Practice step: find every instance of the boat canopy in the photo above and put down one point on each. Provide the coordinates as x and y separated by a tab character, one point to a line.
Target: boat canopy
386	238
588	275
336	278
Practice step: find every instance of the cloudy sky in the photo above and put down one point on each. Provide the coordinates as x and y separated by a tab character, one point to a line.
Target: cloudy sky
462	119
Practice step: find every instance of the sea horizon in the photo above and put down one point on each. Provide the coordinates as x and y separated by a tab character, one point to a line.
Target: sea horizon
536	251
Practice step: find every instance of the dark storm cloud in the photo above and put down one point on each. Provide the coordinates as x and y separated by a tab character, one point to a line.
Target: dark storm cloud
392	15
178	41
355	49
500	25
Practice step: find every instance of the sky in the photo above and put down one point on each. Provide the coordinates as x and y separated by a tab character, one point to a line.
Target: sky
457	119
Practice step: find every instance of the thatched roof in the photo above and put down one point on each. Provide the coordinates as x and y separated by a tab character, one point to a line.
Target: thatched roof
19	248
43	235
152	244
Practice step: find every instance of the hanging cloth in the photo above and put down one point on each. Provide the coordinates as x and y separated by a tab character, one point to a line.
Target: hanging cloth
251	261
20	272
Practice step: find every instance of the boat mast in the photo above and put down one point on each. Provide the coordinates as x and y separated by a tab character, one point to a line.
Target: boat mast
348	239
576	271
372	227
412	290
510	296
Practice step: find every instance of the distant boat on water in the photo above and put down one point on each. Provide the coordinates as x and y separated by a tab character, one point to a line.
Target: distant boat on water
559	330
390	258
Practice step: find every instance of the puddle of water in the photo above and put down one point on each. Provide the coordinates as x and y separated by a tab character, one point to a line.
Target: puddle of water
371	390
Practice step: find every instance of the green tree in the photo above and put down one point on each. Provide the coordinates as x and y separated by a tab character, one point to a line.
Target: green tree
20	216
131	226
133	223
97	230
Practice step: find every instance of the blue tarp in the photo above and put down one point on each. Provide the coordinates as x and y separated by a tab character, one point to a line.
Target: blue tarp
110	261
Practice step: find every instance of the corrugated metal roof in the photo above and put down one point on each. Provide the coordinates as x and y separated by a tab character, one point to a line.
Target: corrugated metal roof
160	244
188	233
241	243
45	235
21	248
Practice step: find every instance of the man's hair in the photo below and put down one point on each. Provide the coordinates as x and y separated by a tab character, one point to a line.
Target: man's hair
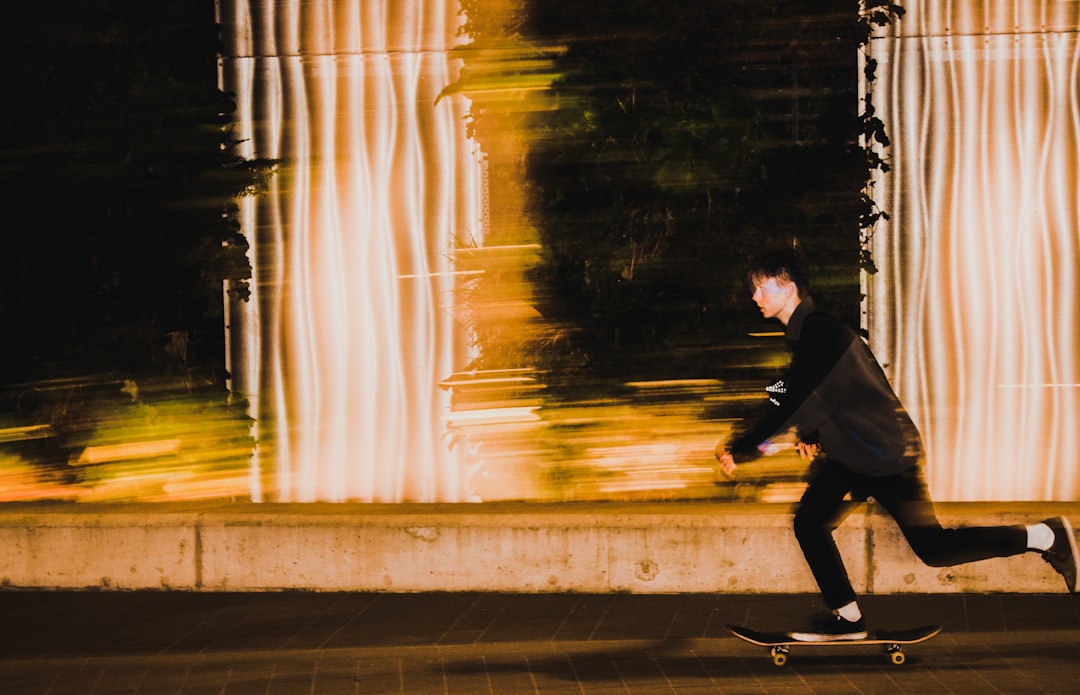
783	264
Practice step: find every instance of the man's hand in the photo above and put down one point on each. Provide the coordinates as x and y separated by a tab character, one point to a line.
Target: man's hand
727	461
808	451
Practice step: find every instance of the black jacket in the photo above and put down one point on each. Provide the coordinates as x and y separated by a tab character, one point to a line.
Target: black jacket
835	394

---

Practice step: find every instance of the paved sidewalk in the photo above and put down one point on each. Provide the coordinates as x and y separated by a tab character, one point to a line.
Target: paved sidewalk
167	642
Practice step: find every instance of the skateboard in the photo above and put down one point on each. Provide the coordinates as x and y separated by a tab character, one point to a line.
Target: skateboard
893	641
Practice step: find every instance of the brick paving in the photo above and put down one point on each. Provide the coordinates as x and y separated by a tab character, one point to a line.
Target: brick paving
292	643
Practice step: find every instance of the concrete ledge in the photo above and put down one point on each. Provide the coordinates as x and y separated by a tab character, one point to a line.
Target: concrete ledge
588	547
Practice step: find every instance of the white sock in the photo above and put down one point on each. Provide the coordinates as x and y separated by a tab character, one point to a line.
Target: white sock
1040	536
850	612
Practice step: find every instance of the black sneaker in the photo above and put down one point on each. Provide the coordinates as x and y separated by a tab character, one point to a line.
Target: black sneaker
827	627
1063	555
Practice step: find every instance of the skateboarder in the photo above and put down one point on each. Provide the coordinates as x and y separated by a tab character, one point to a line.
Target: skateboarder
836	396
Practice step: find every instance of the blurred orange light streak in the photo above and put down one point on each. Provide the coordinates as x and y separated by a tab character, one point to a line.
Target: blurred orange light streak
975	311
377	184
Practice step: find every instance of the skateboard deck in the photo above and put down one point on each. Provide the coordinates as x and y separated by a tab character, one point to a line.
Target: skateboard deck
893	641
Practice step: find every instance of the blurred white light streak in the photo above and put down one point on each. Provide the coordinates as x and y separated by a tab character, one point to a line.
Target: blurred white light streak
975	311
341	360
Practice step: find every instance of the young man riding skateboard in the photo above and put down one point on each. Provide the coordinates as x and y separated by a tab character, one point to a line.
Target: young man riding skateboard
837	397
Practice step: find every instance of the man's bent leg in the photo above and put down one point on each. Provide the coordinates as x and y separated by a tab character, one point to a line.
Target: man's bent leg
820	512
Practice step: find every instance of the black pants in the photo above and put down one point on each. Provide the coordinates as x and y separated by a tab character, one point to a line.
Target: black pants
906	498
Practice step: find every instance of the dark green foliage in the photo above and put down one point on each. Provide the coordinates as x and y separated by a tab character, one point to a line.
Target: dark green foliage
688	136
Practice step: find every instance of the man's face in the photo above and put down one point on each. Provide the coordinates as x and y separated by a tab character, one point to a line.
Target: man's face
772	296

What you are asked to do: Return every line of the records above that contains the word "blue", matching case exactly.

Written solution:
Practice step: find every instance of the blue tarp in the photo above and put down one point on each. Provide the coordinates as x and y separated by a tab character, one point to a line.
Target: blue tarp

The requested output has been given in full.